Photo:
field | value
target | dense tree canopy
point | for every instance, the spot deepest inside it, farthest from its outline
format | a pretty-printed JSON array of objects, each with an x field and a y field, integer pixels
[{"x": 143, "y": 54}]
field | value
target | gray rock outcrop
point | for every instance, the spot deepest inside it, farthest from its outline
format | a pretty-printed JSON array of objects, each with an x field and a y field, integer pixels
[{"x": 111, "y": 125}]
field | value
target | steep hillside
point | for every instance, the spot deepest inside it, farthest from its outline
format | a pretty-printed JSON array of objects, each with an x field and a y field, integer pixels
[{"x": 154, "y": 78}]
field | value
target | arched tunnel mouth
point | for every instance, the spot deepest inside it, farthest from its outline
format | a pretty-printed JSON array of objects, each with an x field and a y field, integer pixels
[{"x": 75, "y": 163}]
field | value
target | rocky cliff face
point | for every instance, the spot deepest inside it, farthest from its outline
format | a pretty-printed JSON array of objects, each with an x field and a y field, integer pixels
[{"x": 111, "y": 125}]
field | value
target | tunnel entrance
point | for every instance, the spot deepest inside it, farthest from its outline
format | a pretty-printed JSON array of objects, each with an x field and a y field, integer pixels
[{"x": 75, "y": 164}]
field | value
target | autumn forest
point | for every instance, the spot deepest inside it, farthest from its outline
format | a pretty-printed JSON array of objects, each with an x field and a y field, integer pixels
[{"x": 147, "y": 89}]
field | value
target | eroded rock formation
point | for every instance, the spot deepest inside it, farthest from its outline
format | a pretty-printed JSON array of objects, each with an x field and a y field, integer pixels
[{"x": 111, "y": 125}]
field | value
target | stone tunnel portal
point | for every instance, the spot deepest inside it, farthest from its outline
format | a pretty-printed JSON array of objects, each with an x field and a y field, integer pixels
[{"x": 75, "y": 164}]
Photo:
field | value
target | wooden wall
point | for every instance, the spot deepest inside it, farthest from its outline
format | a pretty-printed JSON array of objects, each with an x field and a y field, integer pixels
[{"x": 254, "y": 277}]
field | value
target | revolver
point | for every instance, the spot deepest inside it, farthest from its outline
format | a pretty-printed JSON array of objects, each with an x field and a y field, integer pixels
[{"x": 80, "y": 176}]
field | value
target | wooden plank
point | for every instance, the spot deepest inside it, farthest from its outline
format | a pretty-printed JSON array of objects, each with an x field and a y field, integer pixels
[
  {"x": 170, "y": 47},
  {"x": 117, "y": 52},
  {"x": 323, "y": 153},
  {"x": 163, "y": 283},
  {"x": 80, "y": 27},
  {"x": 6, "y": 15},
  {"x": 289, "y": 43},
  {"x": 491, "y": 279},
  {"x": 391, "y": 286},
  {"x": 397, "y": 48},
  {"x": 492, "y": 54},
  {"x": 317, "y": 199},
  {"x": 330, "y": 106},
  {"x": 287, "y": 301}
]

## What you will do
Collect the complete line wherever the string "target" appears in the records.

## Reply
target | dense tree canopy
target | gray rock outcrop
target | steep hillside
target | arched tunnel mouth
target | rocky cliff face
target | tunnel entrance
target | autumn forest
target | eroded rock formation
target | stone tunnel portal
target | wooden wall
target | revolver
target | wooden plank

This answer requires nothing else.